Start of SOURCE DOCUMENT

In comparison with TKA, UKA offers several potential advantages including less-invasive surgical exposure, less morbidity and mortality, preservation of native bone stock, retention of cruciate ligaments, enhanced postoperative recovery, and improved patient satisfaction [5, 6].
In early reports, medial and lateral UKAs were used in both compartments of the same knee to treat severe OA [7, 8]. This is referred to as “simultaneous” bi-unicompartmental knee arthroplasty (Bi-UKA). Opposed to this is “staged” Bi-UKA in which a lateral or medial UKA is added, due to the progression of contralateral femorotibial OA, to a knee with an existing, well-functioning UKA [9]. An alternative option for lateral compartment OA after medial UKA is a revision to TKA which exposes these patients to the risks of revision knee arthroplasty. Moreover, it has been reported that 28% of total knee replacement candidates had a bicompartmental disease and infrequent impairment of cruciate ligaments, indicating that between one-fourth and one-third of patients undergoing TKA could be considered for bone-sparing Bi-UKA [10].
In recent years, simultaneous Bi-UKA is regaining interest amongst surgeons to treat bi-compartmental knee OA. Therefore, the purpose of this study was to perform a systematic review and meta-analysis of comparative studies evaluating outcomes of simultaneous medial and lateral Bi-UKA versus TKA for the treatment of knee OA.
Materials and Methods
Search Strategy
A systematic review of the published literature was conducted and reported according to the Preferred Reporting Items for Systematic Reviews and Meta-Analyses (PRISMA) statement (Fig. 1) [11]. PubMed, MEDLINE, Scopus, and Cochrane Central databases were searched in February 2022. The terms “knee”, “arthroplasty”, “replacement”, “bi-unicompartmental”, “biunicompartmental”, “bi-compartmental”, “bicompartmental”, “bi-condylar”, “bicondylar” and “bi-unicondylar” were used in different combinations to retrieve relevant articles. Two authors (MM and DC) independently conducted all the searches and screened the titles and abstracts to identify relevant studies published. Differences were resolved by consulting a third senior reviewer (OG). An additional search was conducted by screening the reference list of each selected article, as well as the available grey literature at our institution.
Preferred Reporting Items for Systematic Review and Meta-Analysis (PRISMA) flowchart for the searching and identification of included studies.

End of SOURCE DOCUMENT
Start of DATASET CONTENT

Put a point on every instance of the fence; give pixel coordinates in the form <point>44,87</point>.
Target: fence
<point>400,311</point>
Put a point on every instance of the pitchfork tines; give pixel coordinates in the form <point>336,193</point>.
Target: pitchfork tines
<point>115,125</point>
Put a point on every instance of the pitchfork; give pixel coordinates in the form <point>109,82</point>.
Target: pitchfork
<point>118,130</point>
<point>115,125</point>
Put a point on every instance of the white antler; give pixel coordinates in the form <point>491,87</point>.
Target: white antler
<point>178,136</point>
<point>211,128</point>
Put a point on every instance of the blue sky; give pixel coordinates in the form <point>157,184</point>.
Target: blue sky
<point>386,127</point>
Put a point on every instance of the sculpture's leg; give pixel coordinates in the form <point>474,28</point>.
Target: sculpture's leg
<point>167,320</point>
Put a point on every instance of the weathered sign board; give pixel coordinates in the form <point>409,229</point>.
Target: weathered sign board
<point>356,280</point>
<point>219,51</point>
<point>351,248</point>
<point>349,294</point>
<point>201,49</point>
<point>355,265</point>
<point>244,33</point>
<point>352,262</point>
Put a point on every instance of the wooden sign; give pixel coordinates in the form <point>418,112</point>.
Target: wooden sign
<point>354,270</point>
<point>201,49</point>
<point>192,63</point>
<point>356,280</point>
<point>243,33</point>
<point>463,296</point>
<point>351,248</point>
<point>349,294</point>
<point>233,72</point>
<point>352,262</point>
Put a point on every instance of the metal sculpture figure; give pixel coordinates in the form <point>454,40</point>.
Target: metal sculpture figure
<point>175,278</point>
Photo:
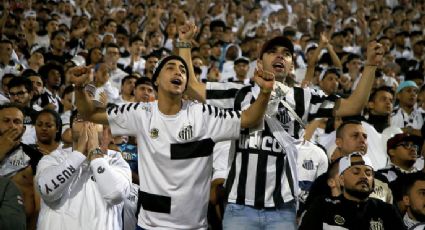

End of DATASET CONTENT

### REQUIRED WORK
Using the text on bi-unicompartmental knee arthroplasty, explain in one to three sentences why between one-fourth and one-third of patients undergoing TKA could be considered for Bi-UKA.

### OUTPUT OF THE TASK
It has been reported that 28% of total knee replacement candidates had bicompartmental disease with infrequent impairment of the cruciate ligaments. This indicates that between one-fourth and one-third of patients undergoing TKA could be considered for bone-sparing Bi-UKA.